* **SOAL LATIHAN**
Tuliskan kembali tanpa perubahan bagian kutipan tentang hak-hak perempuan yang dibuka dengan kata-kata yang memuat "Dalam bab tersebut, beliau" dan ditutup dengan "dan keberpihakan Nabi-Nya.".

* **KUTIPAN TEKS**
-----

Mubdalah.Id – “Kenapa hanya (memaklumatkan) hak-hak perempuan? Padahal, katanya, lelaki dan perempuan memiliki hak yang setara?” Pertanyaan yang muncul dari kawan santri di sela-sela ngaji kitab Al-Sittīn Al-‘Adliyah. Saya menduga, pertanyaan itu terlontar lantaran dalam kitab Al-Sittīn Al-‘Adliyah secara eksplisit memaklumatkan hak-hak perempuan tanpa menyertakan hak lelaki.
Padahal, sedari awal saya membriefing bahwa lelaki dan perempuan memiliki hak dan kewajiban yang setara kendati dalam format yang berbeda. Ya, kang Faqihuddin Abdul Qodir pada bab kedua memberikan bab Fī Al-I’tirāf Bi Huqūq Al-Mar’ati (pengakuan akan hak-hak perempuan).
Dalam bab tersebut, beliau mencantumkan empat hadis, yang secara garis besar bisa diklasifikasi pada dua sikap. Yaitu sikap keberpihakan Tuhan akan perempuan dan keberpihakan Nabi-Nya.
Hadis Pertama: Ketika Hak-hak Perempuan Terabaikan
Di sisi lain, setelah saya melihat kepolosan penanya saya tidak langsung menjawabnya. Melainkan minta izin untuk membaca satu hadis yang ada dalam bab tersebut sebagaimana kang Faqih menuliskan hadis yang diriwayatkan Imam Bukhari.
5843 – عَنِ ابْنِ عَبَّاسٍ رضي الله عنهما قَالَ: ثُمَّ قَالَ: كُنَّا فِي الْجَاهِلِيَّةِ لَا نَعُدُّ النِّسَاءَ شَيْئًا، فَلَمَّا جَاءَ الْإِسْلَامُ وَذَكَرَهُنَّ اللهُ، رَأَيْنَا لَهُنَّ بِذَلِكَ عَلَيْنَا حَقًّا
“Dari Ibnu Abbas ia berkata, “Kemudian Umar ra. berkata bahwa dulu kami tidak menganggap perempuan dalam setiap urusan. Dan tatkala Islam datang dan Tuhan menyebutkan perempuan kami sadar bahwa mereka memiliki hak atas kami” (HR. Bukhari, 7/152).

-----

* **DATA TERSEDIA**
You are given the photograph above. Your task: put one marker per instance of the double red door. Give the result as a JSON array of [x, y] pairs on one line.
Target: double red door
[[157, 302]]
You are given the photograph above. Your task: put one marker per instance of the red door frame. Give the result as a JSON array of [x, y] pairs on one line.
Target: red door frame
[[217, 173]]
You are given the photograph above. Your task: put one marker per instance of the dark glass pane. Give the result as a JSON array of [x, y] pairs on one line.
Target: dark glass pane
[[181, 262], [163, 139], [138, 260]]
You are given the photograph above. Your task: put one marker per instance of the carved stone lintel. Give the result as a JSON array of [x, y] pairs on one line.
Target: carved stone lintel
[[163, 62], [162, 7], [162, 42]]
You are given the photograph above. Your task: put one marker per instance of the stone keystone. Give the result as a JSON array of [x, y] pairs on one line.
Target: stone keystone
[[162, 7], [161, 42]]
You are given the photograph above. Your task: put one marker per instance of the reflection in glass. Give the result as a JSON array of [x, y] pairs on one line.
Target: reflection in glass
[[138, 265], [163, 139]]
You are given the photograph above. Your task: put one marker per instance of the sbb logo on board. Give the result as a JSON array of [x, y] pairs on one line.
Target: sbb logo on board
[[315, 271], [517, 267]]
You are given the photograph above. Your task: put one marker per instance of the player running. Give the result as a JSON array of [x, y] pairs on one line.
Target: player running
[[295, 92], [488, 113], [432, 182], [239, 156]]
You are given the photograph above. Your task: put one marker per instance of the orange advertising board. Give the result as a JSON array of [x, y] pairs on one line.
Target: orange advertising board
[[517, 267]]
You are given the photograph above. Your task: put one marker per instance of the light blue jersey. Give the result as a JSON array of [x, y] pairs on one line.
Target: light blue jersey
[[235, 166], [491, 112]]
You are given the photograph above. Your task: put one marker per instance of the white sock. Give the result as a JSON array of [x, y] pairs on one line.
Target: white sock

-----

* **HASIL LATIHAN**
Dalam bab tersebut, beliau mencantumkan empat hadis, yang secara garis besar bisa diklasifikasi pada dua sikap. Yaitu sikap keberpihakan Tuhan akan perempuan dan keberpihakan Nabi-Nya.